Excerpted passage
Content starts

President Yoon Suk Yeol promised to maintain fiscal integrity in a “responsible and sustainable” manner during a strategy meeting Wednesday. The meeting sets the direction for the government’s future fiscal operation, including next year’s budget and five-year plan.

The first strategy meeting under the Yoon administration held in July last year officially shifted away from the expansionary policy during the previous five years of the Moon Jae-in administration to restore fiscal health. It set the guideline on managing fiscal deficit that ballooned during the Covid-19 period to pre-pandemic level of around 3 percent of the GDP.

President Yoon re-emphasized fiscal integrity. “No political force would wish to pursue fiscal tightening which is not popular,” he said. But tighter budget management is unavoidable if “the nation and people” come before political ambition, he added.

Those who call for a debt-financed fiscal increase is “addicted to fiscal spending,” he said, indirectly criticizing the Democratic Party (DP) pitching for a 35-trillion-won ($27-billion) supplementary budget. Such a move is “exploiting the future generation,” Yoon said. “As King Solomon declared who was the true mother, the people will discover that a government that works to ensure sound fiscal health instead of chasing immediate political gains is the one who really cares for the people.”

Content ends

Dataset
Content starts

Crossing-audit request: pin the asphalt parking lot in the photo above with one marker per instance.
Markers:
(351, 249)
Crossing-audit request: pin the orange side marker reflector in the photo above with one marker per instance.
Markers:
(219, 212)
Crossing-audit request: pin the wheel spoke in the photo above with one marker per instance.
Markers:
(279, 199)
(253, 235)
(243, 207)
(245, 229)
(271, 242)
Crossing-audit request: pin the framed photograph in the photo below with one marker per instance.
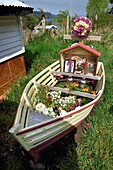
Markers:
(69, 67)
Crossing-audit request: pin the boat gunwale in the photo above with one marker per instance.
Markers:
(28, 129)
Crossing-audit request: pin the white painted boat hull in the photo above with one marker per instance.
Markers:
(42, 134)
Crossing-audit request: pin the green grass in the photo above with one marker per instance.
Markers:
(95, 151)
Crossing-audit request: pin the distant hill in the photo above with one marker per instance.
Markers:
(48, 15)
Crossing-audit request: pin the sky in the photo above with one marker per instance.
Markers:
(54, 6)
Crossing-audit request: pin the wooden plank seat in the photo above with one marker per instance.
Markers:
(35, 118)
(77, 75)
(66, 90)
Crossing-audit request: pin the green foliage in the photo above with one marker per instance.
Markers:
(62, 19)
(29, 22)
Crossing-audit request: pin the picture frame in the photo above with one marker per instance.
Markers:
(67, 66)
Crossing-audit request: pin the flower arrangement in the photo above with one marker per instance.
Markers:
(82, 26)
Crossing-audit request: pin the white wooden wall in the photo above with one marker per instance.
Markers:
(11, 40)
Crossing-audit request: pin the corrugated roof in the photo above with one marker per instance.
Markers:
(14, 3)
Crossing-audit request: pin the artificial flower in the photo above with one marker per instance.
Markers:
(82, 26)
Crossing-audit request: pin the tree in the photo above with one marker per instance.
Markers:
(96, 8)
(62, 19)
(29, 21)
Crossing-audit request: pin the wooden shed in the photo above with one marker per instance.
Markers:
(79, 59)
(11, 42)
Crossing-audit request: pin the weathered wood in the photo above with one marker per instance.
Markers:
(41, 135)
(74, 37)
(66, 90)
(77, 75)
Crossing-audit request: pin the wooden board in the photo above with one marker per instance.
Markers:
(66, 90)
(77, 75)
(74, 37)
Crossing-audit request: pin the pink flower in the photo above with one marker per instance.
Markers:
(81, 28)
(88, 125)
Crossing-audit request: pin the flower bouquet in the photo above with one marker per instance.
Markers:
(82, 26)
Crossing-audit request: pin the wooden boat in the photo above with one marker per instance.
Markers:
(36, 131)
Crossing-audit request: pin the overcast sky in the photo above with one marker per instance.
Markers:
(54, 6)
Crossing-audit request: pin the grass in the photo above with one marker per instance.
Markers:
(95, 151)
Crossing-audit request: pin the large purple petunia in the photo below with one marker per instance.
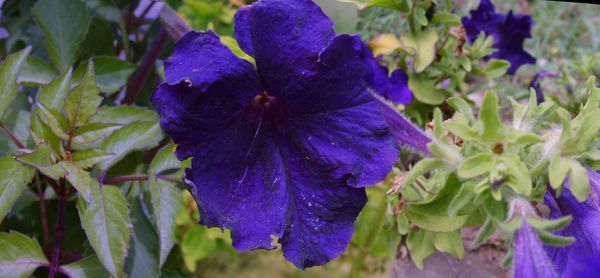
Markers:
(281, 150)
(509, 32)
(585, 226)
(393, 87)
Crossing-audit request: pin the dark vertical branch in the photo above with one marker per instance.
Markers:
(60, 227)
(136, 81)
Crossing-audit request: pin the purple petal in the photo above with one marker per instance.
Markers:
(529, 258)
(201, 59)
(585, 226)
(285, 38)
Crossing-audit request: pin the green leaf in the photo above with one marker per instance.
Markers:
(423, 89)
(64, 24)
(20, 255)
(420, 246)
(579, 182)
(83, 101)
(555, 240)
(195, 246)
(448, 19)
(53, 95)
(485, 232)
(558, 170)
(476, 165)
(135, 136)
(56, 121)
(89, 267)
(124, 115)
(88, 158)
(9, 70)
(435, 223)
(14, 178)
(36, 72)
(107, 225)
(167, 202)
(497, 68)
(450, 243)
(111, 73)
(92, 132)
(423, 47)
(80, 179)
(143, 258)
(490, 120)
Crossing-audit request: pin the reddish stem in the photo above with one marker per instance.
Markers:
(136, 81)
(12, 137)
(60, 227)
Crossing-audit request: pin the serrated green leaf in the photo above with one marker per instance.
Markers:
(550, 224)
(450, 243)
(9, 70)
(420, 246)
(497, 68)
(107, 225)
(485, 232)
(56, 121)
(448, 19)
(92, 132)
(490, 120)
(423, 46)
(135, 136)
(89, 267)
(84, 100)
(166, 204)
(554, 240)
(88, 158)
(20, 255)
(111, 73)
(435, 223)
(579, 182)
(53, 95)
(124, 115)
(423, 89)
(80, 179)
(64, 24)
(476, 165)
(14, 178)
(558, 170)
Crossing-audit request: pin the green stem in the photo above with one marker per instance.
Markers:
(357, 261)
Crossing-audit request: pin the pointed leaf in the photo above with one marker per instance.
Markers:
(14, 178)
(9, 70)
(106, 223)
(20, 255)
(84, 100)
(136, 136)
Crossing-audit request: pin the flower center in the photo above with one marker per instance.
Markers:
(267, 110)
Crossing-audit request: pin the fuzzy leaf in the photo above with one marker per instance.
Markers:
(136, 136)
(106, 223)
(20, 255)
(14, 178)
(83, 101)
(9, 70)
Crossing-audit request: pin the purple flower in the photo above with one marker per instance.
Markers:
(281, 151)
(585, 226)
(509, 32)
(529, 258)
(393, 87)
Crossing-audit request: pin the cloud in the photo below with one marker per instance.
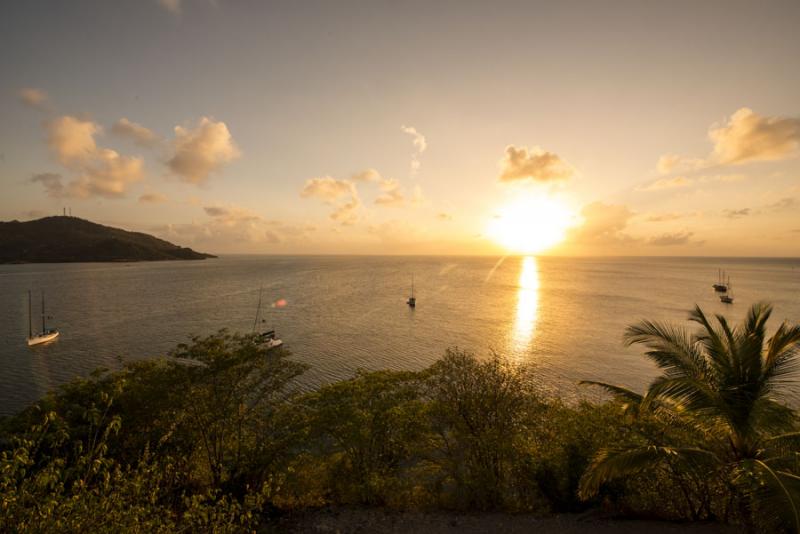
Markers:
(72, 140)
(52, 183)
(736, 214)
(173, 6)
(603, 224)
(233, 228)
(347, 213)
(367, 175)
(340, 193)
(671, 239)
(136, 132)
(417, 198)
(787, 203)
(533, 165)
(661, 217)
(748, 137)
(420, 145)
(34, 98)
(202, 150)
(98, 171)
(392, 196)
(107, 175)
(672, 162)
(666, 183)
(152, 198)
(327, 188)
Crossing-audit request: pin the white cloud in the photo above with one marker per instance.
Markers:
(666, 183)
(533, 165)
(744, 138)
(152, 198)
(391, 196)
(34, 98)
(420, 145)
(234, 228)
(671, 239)
(173, 6)
(669, 163)
(748, 137)
(72, 140)
(201, 150)
(327, 188)
(340, 193)
(367, 175)
(736, 214)
(52, 182)
(603, 224)
(134, 131)
(98, 171)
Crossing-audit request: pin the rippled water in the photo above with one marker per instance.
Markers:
(345, 313)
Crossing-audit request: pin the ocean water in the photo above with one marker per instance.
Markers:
(565, 316)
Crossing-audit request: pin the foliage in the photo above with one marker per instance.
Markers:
(220, 438)
(717, 399)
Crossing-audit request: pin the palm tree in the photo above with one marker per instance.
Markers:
(721, 384)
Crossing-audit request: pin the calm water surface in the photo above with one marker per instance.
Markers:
(566, 316)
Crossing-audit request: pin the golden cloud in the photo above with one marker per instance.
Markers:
(201, 150)
(136, 132)
(152, 198)
(100, 171)
(34, 98)
(748, 137)
(533, 165)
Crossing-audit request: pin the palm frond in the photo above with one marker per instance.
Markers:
(613, 463)
(715, 349)
(671, 348)
(687, 394)
(778, 493)
(782, 350)
(630, 399)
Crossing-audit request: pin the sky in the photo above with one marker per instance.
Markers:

Content ends

Tasks to carry out
(1) Copy the fiscal strategy excerpt between "The first strategy" and "ambition, he added.", inclusive.
(2) Using the fiscal strategy excerpt, decide whether each statement agrees with it. Answer yes or no and quote the deciding words.
(a) The first strategy meeting under the Yoon administration took place in July last year.
(b) The Democratic Party was pushing for a 50-trillion-won supplementary budget.
(c) Yoon said fiscal tightening is popular.
(3) Translate this sentence from the fiscal strategy excerpt into Spanish: "Such a move is “exploiting the future generation,” Yoon said."
Work only from the fiscal strategy excerpt, not the data.

Exercise solutions
(1)
The first strategy meeting under the Yoon administration held in July last year officially shifted away from the expansionary policy during the previous five years of the Moon Jae-in administration to restore fiscal health. It set the guideline on managing fiscal deficit that ballooned during the Covid-19 period to pre-pandemic level of around 3 percent of the GDP.

President Yoon re-emphasized fiscal integrity. “No political force would wish to pursue fiscal tightening which is not popular,” he said. But tighter budget management is unavoidable if “the nation and people” come before political ambition, he added.

(2)
(a) Yes: "The first strategy meeting under the Yoon administration held in July last year"
(b) No: "pitching for a 35-trillion-won ($27-billion) supplementary budget"
(c) No: "No political force would wish to pursue fiscal tightening which is not popular"

(3) Tal medida es «explotar a la generación futura», dijo Yoon.